Abu Darda' demikian nama sahabat. Dalam sebuah kisah, beliau menceritakan, "Aku mengislamkan diriku kepada Nabi shallallahu alaihi wassalam sewaktu aku menjadi pengusaha. Keinginanku agar ibadah dan perniagaanku dapat menjadi satu pada diriku, tetapi hal itu tidak berhasil. Lalu aku kesampingkan perniagaan, dan menghadapkan diri kepada ibadah. Dan aku tidak akan merasa gembira sedikitpun jika sekarang aku berjual beli dan mendapat untung setiap harinya tiga ratus dinar, sekalipun tokoku itu terletak di muka masjid. Perhatikan, aku tidak menyatakan kepada kalian, bahwa Allah mengharamkan jual beli. Hanya aku pribadi lebih menyukai agar aku termasuk ke dalam golongan orang yang perniagaan dan jual beli itu tidak melalaikannya daripada dzikir kepada Allah."
Pandangannya terhadap dunia, terhadap kesenangan dan kemewahan, dipengaruhi oleh ayat-ayat al Qur'an :
"Orang yang mengumpulkan harta dan menghitung-hitungnya. (dia) manusia mengira bahwa hartanya itu dapat mengekalkannya." (Al Humazah 2-3).

########

TUGAS LATIHAN:
1 > Pilih dari catatan setiap baris yang memuat kata "every", lalu salin baris-baris itu.
2 > Tuliskan lanjutan teks tentang Abu Darda' dan pandangannya terhadap dunia, dimulai sesudah kalimat terakhir yang tercantum.
Teks tentang Abu Darda' dan catatan merupakan bahan yang terpisah satu sama lain.

[Entri data tersimpan]

########

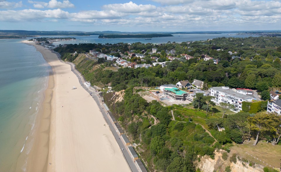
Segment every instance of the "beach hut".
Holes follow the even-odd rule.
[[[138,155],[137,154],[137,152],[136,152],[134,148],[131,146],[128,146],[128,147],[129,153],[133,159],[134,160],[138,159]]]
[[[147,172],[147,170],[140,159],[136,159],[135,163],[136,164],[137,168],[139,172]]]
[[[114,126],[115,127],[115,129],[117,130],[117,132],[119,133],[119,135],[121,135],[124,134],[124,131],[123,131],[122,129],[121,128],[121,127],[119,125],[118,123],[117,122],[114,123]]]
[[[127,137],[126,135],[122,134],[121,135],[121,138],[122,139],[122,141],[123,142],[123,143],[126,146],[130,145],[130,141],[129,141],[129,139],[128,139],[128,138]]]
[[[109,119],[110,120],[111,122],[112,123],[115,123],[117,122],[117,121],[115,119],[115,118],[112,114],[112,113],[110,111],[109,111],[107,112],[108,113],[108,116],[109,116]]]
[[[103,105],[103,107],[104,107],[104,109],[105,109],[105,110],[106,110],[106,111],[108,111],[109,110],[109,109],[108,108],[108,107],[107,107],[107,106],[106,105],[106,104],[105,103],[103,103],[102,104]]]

########

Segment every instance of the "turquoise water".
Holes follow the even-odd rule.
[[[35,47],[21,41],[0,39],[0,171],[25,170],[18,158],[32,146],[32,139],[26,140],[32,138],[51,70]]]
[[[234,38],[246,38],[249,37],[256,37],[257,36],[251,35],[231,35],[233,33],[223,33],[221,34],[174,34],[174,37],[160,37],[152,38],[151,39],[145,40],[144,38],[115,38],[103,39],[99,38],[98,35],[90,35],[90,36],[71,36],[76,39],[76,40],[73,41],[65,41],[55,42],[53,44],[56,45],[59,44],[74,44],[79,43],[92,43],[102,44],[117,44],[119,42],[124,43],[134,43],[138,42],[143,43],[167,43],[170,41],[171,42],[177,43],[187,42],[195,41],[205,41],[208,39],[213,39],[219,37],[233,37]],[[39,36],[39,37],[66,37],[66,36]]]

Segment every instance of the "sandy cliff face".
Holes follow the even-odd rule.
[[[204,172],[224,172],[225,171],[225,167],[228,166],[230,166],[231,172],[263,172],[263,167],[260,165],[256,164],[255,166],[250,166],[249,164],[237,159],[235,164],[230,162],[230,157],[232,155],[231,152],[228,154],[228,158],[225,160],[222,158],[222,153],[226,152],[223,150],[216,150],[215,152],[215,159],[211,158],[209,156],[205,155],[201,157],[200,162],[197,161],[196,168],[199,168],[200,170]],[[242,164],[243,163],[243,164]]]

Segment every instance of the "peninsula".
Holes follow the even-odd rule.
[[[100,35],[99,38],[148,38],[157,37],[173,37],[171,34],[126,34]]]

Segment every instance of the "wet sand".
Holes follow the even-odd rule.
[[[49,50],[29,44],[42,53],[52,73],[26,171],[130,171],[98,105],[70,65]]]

########

JAWABAN:
1 >
Segment every instance of the "beach hut".
Segment every instance of the "turquoise water".
Segment every instance of the "sandy cliff face".
Segment every instance of the "peninsula".
Segment every instance of the "wet sand".

2 >
Oleh karena itulah ia menangisi mereka yang jatuh menjadi tawanan harta kekayaan dan berkata: "Ya Allah, aku berlindung kepada-Mu dari hati (qalbu) yang bercabang-cabang." Orang-orang bertanya, " Dan apakah pula hati (qalbu) yang bercabang-cabang itu wahai Abu Darda'?" Dijawabnya, "Memiliki harta benda di setiap lembah."
Dan ia menghimbau manusia untuk memiliki dunia tanpa terikat kepadanya. Harta baginya hanya sebagai alat bagi kehidupan yang bersahaja dan sederhana, tidak lebih. Bertolak dari sana, maka menjadi kewajiban bagi manusia mengusahakannya dari yang halal, dan mendapatkannya secara santun dan sederhana, bukan dengan kerakusan dan mati-matian.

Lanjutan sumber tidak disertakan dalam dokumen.